(Location labeling records)
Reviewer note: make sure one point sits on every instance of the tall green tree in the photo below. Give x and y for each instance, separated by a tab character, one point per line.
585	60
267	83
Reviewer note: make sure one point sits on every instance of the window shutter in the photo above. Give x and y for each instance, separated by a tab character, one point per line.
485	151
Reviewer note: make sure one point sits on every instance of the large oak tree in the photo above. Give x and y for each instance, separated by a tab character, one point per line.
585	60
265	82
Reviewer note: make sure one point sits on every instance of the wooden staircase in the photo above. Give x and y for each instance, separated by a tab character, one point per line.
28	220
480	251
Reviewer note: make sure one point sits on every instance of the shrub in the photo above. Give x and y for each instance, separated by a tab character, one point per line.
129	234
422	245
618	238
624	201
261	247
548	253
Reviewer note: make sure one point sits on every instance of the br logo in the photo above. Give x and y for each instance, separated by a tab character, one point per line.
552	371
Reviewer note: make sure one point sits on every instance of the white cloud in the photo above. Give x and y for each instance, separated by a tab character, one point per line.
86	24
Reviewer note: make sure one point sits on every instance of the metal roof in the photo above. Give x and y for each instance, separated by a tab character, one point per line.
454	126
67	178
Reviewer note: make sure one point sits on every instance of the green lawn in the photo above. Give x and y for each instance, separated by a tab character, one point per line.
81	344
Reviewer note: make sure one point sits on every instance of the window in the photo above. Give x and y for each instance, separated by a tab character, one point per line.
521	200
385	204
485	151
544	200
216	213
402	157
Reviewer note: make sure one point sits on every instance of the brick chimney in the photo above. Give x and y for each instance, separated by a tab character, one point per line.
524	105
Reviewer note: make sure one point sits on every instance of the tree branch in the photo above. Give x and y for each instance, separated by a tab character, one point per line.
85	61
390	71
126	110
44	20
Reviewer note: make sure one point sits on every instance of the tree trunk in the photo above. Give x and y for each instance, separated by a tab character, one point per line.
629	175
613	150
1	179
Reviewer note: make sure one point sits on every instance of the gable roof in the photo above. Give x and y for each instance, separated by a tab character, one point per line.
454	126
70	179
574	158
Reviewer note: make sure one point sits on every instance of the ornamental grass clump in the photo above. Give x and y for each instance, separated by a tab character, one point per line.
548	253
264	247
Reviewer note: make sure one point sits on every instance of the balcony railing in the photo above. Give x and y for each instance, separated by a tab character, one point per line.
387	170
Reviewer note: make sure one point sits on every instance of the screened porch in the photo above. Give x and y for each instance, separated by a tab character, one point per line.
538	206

---

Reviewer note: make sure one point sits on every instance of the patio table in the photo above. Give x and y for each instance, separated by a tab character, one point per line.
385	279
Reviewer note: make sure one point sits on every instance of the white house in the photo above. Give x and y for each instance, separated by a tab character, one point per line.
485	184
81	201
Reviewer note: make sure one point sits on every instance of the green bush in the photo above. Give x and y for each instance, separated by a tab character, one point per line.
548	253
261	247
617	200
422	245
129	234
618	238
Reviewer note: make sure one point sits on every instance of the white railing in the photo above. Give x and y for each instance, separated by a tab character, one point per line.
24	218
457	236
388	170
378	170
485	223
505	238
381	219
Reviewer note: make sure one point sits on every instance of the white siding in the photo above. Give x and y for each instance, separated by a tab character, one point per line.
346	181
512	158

● What you are asked to do: Please report each line of the records above that contains the string "window", copying every such line in full and treating uppercase and lowercase as different.

● Solution to this problem:
Reviewer note: make sure one point sits on every instance of the window shutter in the photo above. Give x and y for each instance, separated by a tab character, one point per line.
Reviewer note: make sure one point sits on every instance of the window in the photo above. Give x and y for each instance, separated by a tab character, one point per line.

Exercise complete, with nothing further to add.